## Aim of the task
Print exactly those lines that run from the beginning of the data to the line bearing "Target: water reflection", inclusive.

Extracted data entries
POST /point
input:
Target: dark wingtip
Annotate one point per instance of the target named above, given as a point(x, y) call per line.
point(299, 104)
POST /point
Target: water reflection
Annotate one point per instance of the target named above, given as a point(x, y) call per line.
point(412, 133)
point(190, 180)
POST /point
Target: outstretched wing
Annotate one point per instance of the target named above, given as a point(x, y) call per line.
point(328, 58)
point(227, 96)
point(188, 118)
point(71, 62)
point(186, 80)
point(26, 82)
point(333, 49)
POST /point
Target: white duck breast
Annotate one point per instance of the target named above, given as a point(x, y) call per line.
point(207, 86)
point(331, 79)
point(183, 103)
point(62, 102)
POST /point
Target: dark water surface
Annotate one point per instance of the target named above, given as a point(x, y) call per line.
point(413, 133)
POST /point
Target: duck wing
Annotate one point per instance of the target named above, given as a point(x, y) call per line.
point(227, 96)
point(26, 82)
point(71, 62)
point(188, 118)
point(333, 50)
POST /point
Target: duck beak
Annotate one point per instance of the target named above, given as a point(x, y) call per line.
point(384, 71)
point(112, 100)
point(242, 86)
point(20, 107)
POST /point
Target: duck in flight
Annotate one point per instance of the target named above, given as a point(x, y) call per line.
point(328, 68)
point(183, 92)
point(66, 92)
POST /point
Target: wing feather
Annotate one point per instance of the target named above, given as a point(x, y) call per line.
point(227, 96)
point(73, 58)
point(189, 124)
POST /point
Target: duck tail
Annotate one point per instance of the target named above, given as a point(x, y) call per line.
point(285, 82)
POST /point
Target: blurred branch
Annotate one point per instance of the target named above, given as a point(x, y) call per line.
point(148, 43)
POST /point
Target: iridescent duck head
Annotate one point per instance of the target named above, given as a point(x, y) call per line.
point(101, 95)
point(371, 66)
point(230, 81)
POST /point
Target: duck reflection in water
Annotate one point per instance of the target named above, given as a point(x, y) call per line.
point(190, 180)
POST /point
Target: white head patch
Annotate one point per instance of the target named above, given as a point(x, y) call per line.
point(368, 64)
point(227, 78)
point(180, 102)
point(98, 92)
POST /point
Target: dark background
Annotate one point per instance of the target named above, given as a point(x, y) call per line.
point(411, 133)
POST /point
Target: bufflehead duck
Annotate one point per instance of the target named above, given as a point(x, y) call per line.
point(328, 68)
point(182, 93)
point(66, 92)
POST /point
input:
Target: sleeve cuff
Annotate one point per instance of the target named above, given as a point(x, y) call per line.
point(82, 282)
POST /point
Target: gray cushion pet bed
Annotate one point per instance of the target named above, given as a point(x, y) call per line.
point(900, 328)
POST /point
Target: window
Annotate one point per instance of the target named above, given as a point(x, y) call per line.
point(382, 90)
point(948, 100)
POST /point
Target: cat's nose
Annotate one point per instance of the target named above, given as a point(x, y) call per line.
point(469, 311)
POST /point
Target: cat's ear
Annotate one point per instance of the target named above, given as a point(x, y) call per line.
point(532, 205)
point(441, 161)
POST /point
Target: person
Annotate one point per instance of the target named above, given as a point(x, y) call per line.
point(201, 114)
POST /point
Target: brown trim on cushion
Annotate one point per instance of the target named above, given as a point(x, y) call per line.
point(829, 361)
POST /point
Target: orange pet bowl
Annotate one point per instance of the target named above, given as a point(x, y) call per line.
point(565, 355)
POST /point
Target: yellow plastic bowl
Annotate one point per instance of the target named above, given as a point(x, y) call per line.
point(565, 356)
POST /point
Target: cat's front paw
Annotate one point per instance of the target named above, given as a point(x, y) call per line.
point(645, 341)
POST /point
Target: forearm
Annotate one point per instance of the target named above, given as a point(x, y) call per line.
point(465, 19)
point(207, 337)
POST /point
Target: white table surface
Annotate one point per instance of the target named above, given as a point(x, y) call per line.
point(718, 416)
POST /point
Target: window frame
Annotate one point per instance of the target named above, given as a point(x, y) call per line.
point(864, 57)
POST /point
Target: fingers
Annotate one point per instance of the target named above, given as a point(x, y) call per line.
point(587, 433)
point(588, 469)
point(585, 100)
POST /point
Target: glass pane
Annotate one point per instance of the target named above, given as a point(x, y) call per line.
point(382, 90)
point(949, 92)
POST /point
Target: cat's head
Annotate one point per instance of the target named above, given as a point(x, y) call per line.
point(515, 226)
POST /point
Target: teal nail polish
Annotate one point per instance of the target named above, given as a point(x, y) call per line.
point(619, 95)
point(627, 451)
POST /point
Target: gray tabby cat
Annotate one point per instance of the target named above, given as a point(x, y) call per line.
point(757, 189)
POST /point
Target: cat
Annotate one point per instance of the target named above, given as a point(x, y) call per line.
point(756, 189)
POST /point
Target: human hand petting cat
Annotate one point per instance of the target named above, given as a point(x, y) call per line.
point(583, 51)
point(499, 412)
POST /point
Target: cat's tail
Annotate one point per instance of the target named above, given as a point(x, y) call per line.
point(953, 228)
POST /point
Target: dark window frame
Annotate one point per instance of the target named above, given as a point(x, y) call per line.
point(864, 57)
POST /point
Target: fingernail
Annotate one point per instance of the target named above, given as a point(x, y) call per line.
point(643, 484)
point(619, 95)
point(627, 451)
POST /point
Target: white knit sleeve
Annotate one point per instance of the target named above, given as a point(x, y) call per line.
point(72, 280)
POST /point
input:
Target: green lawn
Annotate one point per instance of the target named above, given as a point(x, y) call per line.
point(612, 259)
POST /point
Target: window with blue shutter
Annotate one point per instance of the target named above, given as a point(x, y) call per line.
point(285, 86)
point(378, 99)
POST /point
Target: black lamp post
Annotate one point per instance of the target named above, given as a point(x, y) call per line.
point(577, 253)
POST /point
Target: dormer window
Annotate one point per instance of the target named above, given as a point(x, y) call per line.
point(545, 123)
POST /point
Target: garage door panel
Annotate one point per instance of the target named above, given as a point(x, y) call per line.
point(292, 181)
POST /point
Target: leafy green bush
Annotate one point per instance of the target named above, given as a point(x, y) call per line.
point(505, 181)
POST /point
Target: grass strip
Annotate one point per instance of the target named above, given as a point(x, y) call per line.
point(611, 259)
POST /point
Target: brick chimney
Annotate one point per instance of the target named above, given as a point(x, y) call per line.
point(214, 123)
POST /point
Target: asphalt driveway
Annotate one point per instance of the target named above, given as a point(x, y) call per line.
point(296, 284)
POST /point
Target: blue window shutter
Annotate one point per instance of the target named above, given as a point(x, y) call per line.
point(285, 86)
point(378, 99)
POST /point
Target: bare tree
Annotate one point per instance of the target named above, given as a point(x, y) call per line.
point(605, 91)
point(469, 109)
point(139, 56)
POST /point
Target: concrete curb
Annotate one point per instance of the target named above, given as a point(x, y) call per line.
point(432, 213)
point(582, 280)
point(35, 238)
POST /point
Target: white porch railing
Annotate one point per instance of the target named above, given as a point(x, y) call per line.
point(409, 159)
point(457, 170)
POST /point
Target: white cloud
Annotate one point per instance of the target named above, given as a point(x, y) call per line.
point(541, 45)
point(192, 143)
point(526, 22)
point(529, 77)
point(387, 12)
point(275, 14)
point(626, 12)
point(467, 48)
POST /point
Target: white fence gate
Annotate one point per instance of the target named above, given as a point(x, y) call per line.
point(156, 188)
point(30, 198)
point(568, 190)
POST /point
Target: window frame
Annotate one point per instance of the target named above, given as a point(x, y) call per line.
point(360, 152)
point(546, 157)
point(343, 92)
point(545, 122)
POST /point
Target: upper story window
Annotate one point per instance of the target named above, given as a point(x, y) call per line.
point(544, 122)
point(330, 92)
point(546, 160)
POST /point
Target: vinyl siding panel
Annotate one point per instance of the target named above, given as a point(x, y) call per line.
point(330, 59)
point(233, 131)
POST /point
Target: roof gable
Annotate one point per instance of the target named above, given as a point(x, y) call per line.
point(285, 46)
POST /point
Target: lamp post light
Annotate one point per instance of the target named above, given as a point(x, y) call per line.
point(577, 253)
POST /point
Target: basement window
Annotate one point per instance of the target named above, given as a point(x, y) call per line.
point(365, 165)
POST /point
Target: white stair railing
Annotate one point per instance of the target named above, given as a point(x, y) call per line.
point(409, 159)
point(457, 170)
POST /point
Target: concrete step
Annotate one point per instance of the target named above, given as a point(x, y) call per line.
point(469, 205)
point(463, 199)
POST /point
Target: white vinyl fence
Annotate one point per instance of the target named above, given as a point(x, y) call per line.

## Exercise output
POST /point
input:
Target: dark wingtip
Annotate one point per instance of the target named above, given as a point(x, y) call per line.
point(299, 104)
POST /point
Target: water reflection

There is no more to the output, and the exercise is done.